▶

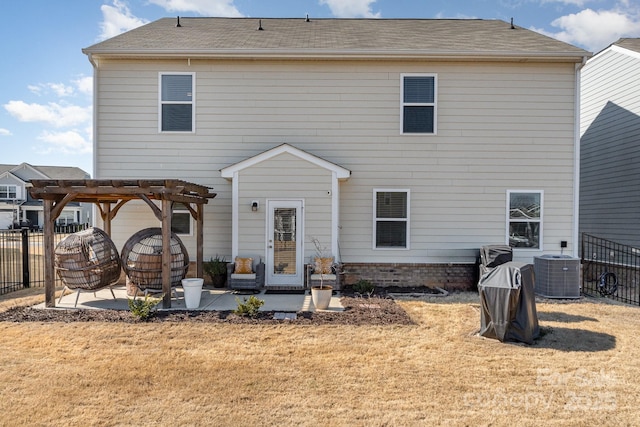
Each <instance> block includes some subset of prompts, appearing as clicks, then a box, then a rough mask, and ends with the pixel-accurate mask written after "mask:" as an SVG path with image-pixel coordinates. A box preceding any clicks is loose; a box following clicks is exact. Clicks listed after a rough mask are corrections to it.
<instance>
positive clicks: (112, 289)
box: [54, 227, 121, 307]
mask: <svg viewBox="0 0 640 427" xmlns="http://www.w3.org/2000/svg"><path fill="white" fill-rule="evenodd" d="M54 265H55V268H56V272H57V274H58V277H60V279H61V280H62V283H64V289H63V290H62V294H61V295H60V298H59V299H58V304H60V301H62V297H63V296H64V295H65V292H66V291H67V289H69V290H76V291H77V292H76V302H75V304H74V307H76V306H77V305H78V298H80V292H81V291H88V292H93V293H94V295H95V292H96V291H97V290H99V289H102V288H106V287H109V290H110V291H111V295H112V296H113V299H116V296H115V294H114V293H113V289H112V288H111V286H112V285H114V284H115V283H116V282H117V281H118V279H119V278H120V270H121V264H120V256H119V255H118V250H117V249H116V247H115V245H114V244H113V241H112V240H111V239H110V238H109V236H108V235H107V233H105V232H104V231H103V230H101V229H99V228H95V227H91V228H87V229H86V230H82V231H78V232H77V233H73V234H70V235H68V236H67V237H66V238H65V239H64V240H62V241H61V242H60V243H58V245H57V246H56V249H55V257H54Z"/></svg>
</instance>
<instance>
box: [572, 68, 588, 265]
mask: <svg viewBox="0 0 640 427" xmlns="http://www.w3.org/2000/svg"><path fill="white" fill-rule="evenodd" d="M586 62H587V57H586V56H583V57H582V62H581V63H579V64H575V73H576V79H575V82H576V87H575V106H574V110H575V113H574V116H575V120H574V124H573V127H574V130H573V133H574V143H573V145H574V150H573V152H574V160H573V162H574V168H573V247H572V251H571V252H572V253H573V256H574V257H577V256H578V248H579V246H578V244H579V242H580V234H579V233H580V219H579V218H580V71H581V70H582V68H583V67H584V65H585V64H586Z"/></svg>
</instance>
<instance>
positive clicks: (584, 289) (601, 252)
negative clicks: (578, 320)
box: [581, 234, 640, 305]
mask: <svg viewBox="0 0 640 427" xmlns="http://www.w3.org/2000/svg"><path fill="white" fill-rule="evenodd" d="M581 253H582V258H581V261H582V293H583V294H585V295H590V296H603V297H607V298H611V299H614V300H616V301H620V302H624V303H628V304H635V305H640V296H639V295H640V293H639V292H638V286H639V284H640V249H639V248H635V247H633V246H629V245H623V244H620V243H616V242H613V241H611V240H606V239H601V238H599V237H595V236H592V235H590V234H583V235H582V245H581Z"/></svg>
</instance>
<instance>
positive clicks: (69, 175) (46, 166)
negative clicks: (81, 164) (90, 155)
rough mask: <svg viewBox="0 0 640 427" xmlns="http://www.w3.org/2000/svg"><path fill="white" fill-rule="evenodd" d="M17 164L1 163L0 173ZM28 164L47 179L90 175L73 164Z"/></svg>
mask: <svg viewBox="0 0 640 427" xmlns="http://www.w3.org/2000/svg"><path fill="white" fill-rule="evenodd" d="M25 164H28V163H22V165H25ZM18 166H20V165H6V164H1V165H0V174H2V173H5V172H9V171H11V170H13V169H15V168H16V167H18ZM29 166H31V167H32V168H34V169H36V170H37V171H39V172H40V173H42V174H44V175H45V176H47V177H48V178H49V179H86V178H89V177H90V175H89V174H88V173H87V172H85V171H83V170H82V169H80V168H78V167H75V166H34V165H29Z"/></svg>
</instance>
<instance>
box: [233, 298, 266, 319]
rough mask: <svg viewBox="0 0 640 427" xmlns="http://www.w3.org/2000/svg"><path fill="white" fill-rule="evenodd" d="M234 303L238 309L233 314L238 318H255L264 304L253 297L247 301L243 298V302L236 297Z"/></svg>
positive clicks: (258, 299)
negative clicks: (251, 317) (236, 302)
mask: <svg viewBox="0 0 640 427" xmlns="http://www.w3.org/2000/svg"><path fill="white" fill-rule="evenodd" d="M236 302H237V303H238V308H236V309H235V310H233V312H234V313H235V314H237V315H239V316H248V317H256V316H257V315H258V311H259V310H260V307H262V305H263V304H264V300H261V299H258V298H256V297H255V296H254V295H251V296H250V297H249V299H246V298H243V301H240V298H238V297H236Z"/></svg>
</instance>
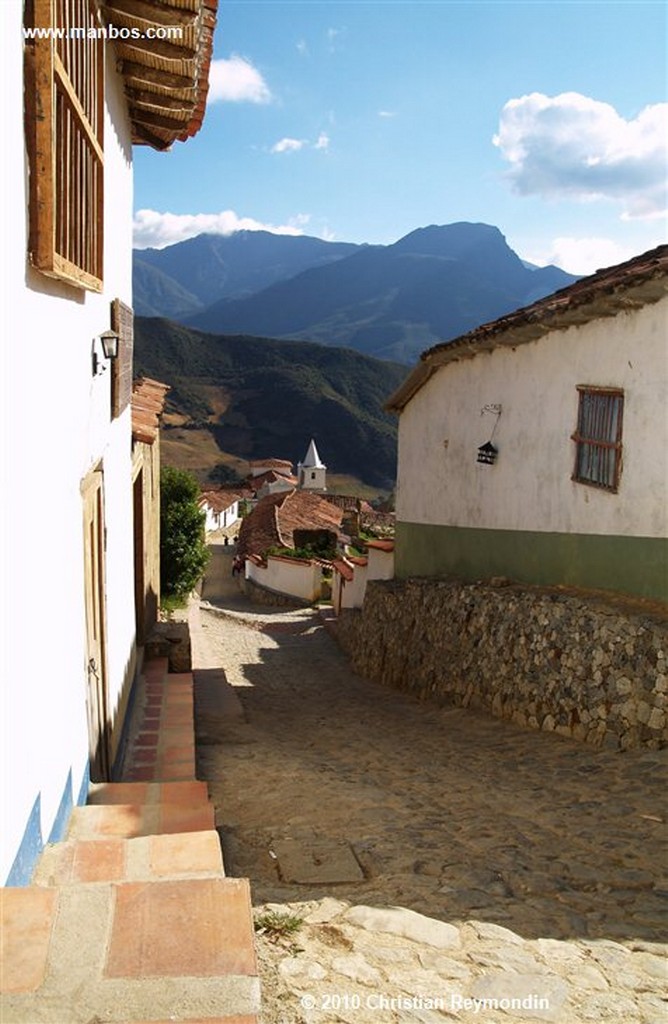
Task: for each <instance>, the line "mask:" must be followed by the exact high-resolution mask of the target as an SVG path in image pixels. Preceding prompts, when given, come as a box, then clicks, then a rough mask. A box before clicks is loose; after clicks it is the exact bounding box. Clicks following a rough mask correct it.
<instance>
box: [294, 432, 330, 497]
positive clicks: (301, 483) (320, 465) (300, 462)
mask: <svg viewBox="0 0 668 1024" xmlns="http://www.w3.org/2000/svg"><path fill="white" fill-rule="evenodd" d="M297 479H298V481H299V482H298V484H297V486H298V487H300V488H301V489H302V490H327V466H326V465H325V463H324V462H323V460H322V459H321V457H320V455H319V454H318V449H317V447H316V441H315V440H312V438H311V440H310V443H309V444H308V450H307V452H306V455H305V456H304V459H303V462H300V463H298V465H297Z"/></svg>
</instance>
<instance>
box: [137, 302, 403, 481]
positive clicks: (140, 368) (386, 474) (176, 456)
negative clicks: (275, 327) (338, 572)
mask: <svg viewBox="0 0 668 1024" xmlns="http://www.w3.org/2000/svg"><path fill="white" fill-rule="evenodd" d="M134 360H135V365H134V372H135V374H137V375H145V376H149V377H153V378H156V379H158V380H161V381H165V382H166V383H169V384H170V386H171V391H170V392H169V394H168V408H167V412H166V414H165V416H164V418H163V430H162V443H163V457H164V461H165V463H166V464H168V465H174V464H177V463H176V462H175V459H176V458H178V459H180V464H181V465H183V466H187V467H189V468H200V469H202V472H200V473H199V474H198V475H200V477H201V479H202V482H204V480H205V476H206V473H207V472H209V471H211V470H212V469H215V467H216V466H219V464H220V463H225V462H229V457H234V458H235V459H237V460H240V459H241V460H248V459H262V458H267V457H280V458H283V459H290V460H292V462H293V463H294V464H295V465H296V463H297V461H298V460H299V459H301V458H302V457H303V454H304V452H305V450H306V445H307V443H308V441H309V439H310V438H311V437H314V438H315V439H316V442H317V443H318V446H319V450H320V453H321V455H322V457H323V459H324V461H325V462H326V464H327V466H328V470H329V471H330V472H332V473H337V474H341V475H348V476H350V477H354V478H356V479H357V480H360V481H362V482H364V483H365V484H367V485H369V486H372V487H376V488H378V489H379V490H380V489H384V490H388V489H390V488H391V487H392V486H393V483H394V477H395V468H396V421H395V418H394V417H393V416H390V415H389V414H388V413H386V412H385V411H384V409H383V403H384V401H385V400H386V399H387V397H388V395H389V394H390V393H391V392H392V391H394V390H395V389H396V388H398V387H399V385H400V383H401V382H402V381H403V380H404V378H405V376H406V368H405V367H402V366H398V365H393V364H389V362H383V361H380V360H378V359H373V358H370V357H369V356H366V355H363V354H361V353H359V352H354V351H351V350H349V349H339V348H334V347H329V346H324V345H315V344H309V343H307V342H288V341H276V340H274V339H267V338H251V337H246V336H238V337H216V336H214V335H211V334H205V333H202V332H200V331H195V330H193V329H190V328H186V327H183V326H182V325H179V324H174V323H170V322H169V321H166V319H158V318H151V319H147V318H143V317H136V318H135V332H134ZM210 479H213V477H210Z"/></svg>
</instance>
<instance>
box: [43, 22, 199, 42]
mask: <svg viewBox="0 0 668 1024" xmlns="http://www.w3.org/2000/svg"><path fill="white" fill-rule="evenodd" d="M182 38H183V26H182V25H152V26H149V27H148V28H147V29H144V30H143V31H142V30H141V29H137V28H128V27H127V26H123V25H122V26H118V25H100V26H90V27H89V28H83V27H81V26H73V27H72V28H69V29H61V28H54V27H50V28H48V29H47V28H36V27H33V26H27V27H25V28H24V39H75V40H76V39H80V40H86V39H116V40H119V39H120V40H138V39H166V40H167V41H169V42H178V40H179V39H182Z"/></svg>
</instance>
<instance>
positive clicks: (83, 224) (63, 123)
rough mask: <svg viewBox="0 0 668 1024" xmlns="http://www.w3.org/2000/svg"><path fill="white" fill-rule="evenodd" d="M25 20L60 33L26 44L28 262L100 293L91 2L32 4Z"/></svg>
mask: <svg viewBox="0 0 668 1024" xmlns="http://www.w3.org/2000/svg"><path fill="white" fill-rule="evenodd" d="M26 20H27V27H33V28H35V29H54V30H55V34H54V36H55V35H58V34H60V38H43V39H34V40H30V41H27V72H28V73H27V76H26V78H27V109H26V114H27V136H28V146H29V155H30V177H31V238H30V256H31V262H32V263H33V265H34V266H35V267H37V269H39V270H41V271H42V272H43V273H47V274H49V275H50V276H53V278H58V279H60V280H62V281H67V282H69V283H70V284H72V285H75V286H77V287H78V288H85V289H88V290H90V291H93V292H100V291H101V289H102V246H103V237H102V225H103V172H105V166H103V164H105V160H103V119H105V106H103V103H105V40H103V37H102V35H101V34H99V35H98V31H99V29H100V27H101V26H100V23H99V19H98V15H97V5H96V2H95V0H30V2H29V3H27V5H26ZM73 29H74V30H76V36H75V35H70V33H71V30H73Z"/></svg>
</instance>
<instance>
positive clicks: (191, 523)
mask: <svg viewBox="0 0 668 1024" xmlns="http://www.w3.org/2000/svg"><path fill="white" fill-rule="evenodd" d="M199 496H200V487H199V484H198V482H197V480H196V478H195V477H194V476H193V475H192V474H191V473H189V472H186V471H185V470H183V469H174V468H172V467H171V466H165V467H164V468H163V469H162V471H161V474H160V586H161V590H162V594H163V596H164V597H166V598H170V597H185V596H186V595H187V594H189V593H190V592H191V591H192V590H193V588H194V587H195V586H196V585H197V583H198V581H199V580H200V579H201V577H202V573H203V572H204V569H205V568H206V564H207V561H208V558H209V551H208V548H207V546H206V541H205V535H204V523H205V519H206V516H205V514H204V512H203V511H202V510H201V509H200V508H199V506H198V499H199Z"/></svg>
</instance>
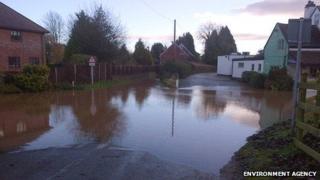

◀

What to do: Reproduce the lines above, starting at the very first line and ending at the line that contains "box: [54, 227, 121, 307]", with both ends included. Leave the pictures out of your answer.

Answer box:
Each <instance> block includes some subset of prompts, appearing as clicks, then a box, then a rough mask, and ends with the pixel-accurate mask written after "mask:" as an SVG path with image-pixel coordinates. A box preceding any clicks is loose; a box following clicks is exact. Clicks listed after a rough mask are corrections to it.
<instance>
positive clicks: (112, 289)
box: [54, 227, 121, 307]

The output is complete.